[Work request] Print each of the entries exactly, leaving nothing out.

/---

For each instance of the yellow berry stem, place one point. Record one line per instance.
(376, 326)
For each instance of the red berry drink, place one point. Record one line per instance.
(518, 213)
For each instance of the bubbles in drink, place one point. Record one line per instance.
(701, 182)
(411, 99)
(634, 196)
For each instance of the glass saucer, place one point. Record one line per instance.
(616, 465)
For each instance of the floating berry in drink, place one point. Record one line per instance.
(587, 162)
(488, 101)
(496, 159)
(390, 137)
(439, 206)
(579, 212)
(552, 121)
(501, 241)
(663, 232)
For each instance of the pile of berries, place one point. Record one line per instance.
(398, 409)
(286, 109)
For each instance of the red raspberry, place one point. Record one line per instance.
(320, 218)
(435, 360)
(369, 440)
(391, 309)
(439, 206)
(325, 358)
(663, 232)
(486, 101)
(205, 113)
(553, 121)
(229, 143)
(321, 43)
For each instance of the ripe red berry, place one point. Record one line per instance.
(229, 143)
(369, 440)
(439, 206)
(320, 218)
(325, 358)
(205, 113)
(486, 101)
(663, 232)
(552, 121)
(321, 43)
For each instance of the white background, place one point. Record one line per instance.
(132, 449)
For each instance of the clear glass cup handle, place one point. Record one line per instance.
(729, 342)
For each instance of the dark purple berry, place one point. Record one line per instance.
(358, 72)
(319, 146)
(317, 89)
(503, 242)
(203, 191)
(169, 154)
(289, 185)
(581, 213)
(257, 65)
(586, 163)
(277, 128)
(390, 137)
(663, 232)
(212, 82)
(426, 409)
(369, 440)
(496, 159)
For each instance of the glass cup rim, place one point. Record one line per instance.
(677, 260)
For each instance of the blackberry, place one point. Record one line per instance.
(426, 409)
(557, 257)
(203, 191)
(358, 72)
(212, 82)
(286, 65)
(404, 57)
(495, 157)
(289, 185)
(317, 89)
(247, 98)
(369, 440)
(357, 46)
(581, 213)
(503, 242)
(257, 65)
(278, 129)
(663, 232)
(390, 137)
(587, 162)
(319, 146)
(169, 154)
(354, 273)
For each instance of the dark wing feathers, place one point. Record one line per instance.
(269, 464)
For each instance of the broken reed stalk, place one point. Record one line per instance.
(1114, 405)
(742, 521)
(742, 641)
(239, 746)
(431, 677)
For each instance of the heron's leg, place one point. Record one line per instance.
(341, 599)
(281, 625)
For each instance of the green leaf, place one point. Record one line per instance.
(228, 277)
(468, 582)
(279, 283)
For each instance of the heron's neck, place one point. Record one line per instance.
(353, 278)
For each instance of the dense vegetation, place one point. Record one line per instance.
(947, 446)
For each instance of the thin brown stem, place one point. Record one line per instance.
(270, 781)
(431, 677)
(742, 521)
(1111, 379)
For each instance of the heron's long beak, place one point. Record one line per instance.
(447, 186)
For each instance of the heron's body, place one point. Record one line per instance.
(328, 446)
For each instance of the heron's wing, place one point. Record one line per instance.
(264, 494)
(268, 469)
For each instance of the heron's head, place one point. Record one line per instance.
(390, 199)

\---

[Response for this exercise]
For each instance of the yellow berry stem, place one point. Record one line per instance.
(376, 326)
For each instance of the red berry drink, place one point. Record one line per instance.
(518, 213)
For each instance of the bubbles in drink, place one point. Record one line per instance.
(701, 182)
(411, 99)
(634, 196)
For each instance of the glass saucer, place one point. Record one line per instance.
(616, 465)
For each instance of the floating berry in drink, place one point. Record one line per instance.
(587, 162)
(488, 101)
(496, 159)
(390, 137)
(439, 206)
(579, 212)
(552, 121)
(501, 241)
(663, 232)
For each instance of the pile of berries, place one point. Record one line per instance.
(398, 409)
(286, 109)
For each instance of the red raspberry, place one point. Record one line per instance.
(320, 218)
(435, 360)
(369, 440)
(391, 309)
(439, 206)
(325, 358)
(663, 232)
(486, 101)
(205, 113)
(553, 121)
(229, 143)
(321, 43)
For each instance of the ripe red berry, place one point. Record one line per instance.
(229, 143)
(369, 440)
(439, 206)
(320, 218)
(325, 358)
(205, 113)
(486, 101)
(663, 232)
(552, 121)
(321, 43)
For each instance of the white background, place one point. Record one line per instance.
(132, 449)
For each instance of the clear glass cup handle, place one point. Record one line per instance.
(729, 342)
For each instance of the dark purple berry, place one point. Record one line per instance.
(358, 72)
(319, 146)
(317, 89)
(503, 242)
(203, 191)
(169, 154)
(289, 185)
(581, 213)
(257, 65)
(586, 163)
(277, 128)
(390, 137)
(663, 232)
(212, 82)
(426, 409)
(369, 440)
(496, 159)
For each instance of the glass cup rim, place one point. Record one line per instance.
(677, 260)
For each instance of the blackberry, place one point. Record one line per instance.
(426, 409)
(557, 257)
(203, 191)
(358, 72)
(212, 82)
(286, 65)
(404, 57)
(495, 157)
(289, 185)
(317, 89)
(247, 98)
(369, 440)
(357, 46)
(581, 213)
(503, 242)
(257, 65)
(278, 129)
(663, 232)
(390, 137)
(587, 162)
(319, 146)
(169, 154)
(354, 273)
For each instance of the dark wing feathers, place one point. Record one line per instance.
(269, 464)
For each instance of the broken reed stalk, place one point. Record one line per instance.
(1114, 405)
(742, 521)
(742, 641)
(239, 746)
(431, 677)
For each instance of the heron's leg, place one point. Record one line per instance.
(341, 599)
(281, 625)
For each instance of the green leaf, place one point. Record one line per instance.
(228, 277)
(468, 582)
(279, 283)
For each instance of the heron's neck, place one point. Record one line per instance.
(353, 278)
For each instance of the dense vegetation, place one point. Record one line per instance.
(947, 446)
For each instance of the thin brown stem, place one point. Record one line per instance.
(270, 781)
(431, 677)
(742, 521)
(1111, 379)
For each instance of the heron's long beak, place one point. Record one line per instance.
(447, 186)
For each instance of the heron's body, place one point. Record one line per instance.
(328, 446)
For each instance of the heron's wing, place one point. Record one line per instance.
(264, 494)
(268, 469)
For each instance of the heron's head, place one point. Record one line per instance.
(390, 199)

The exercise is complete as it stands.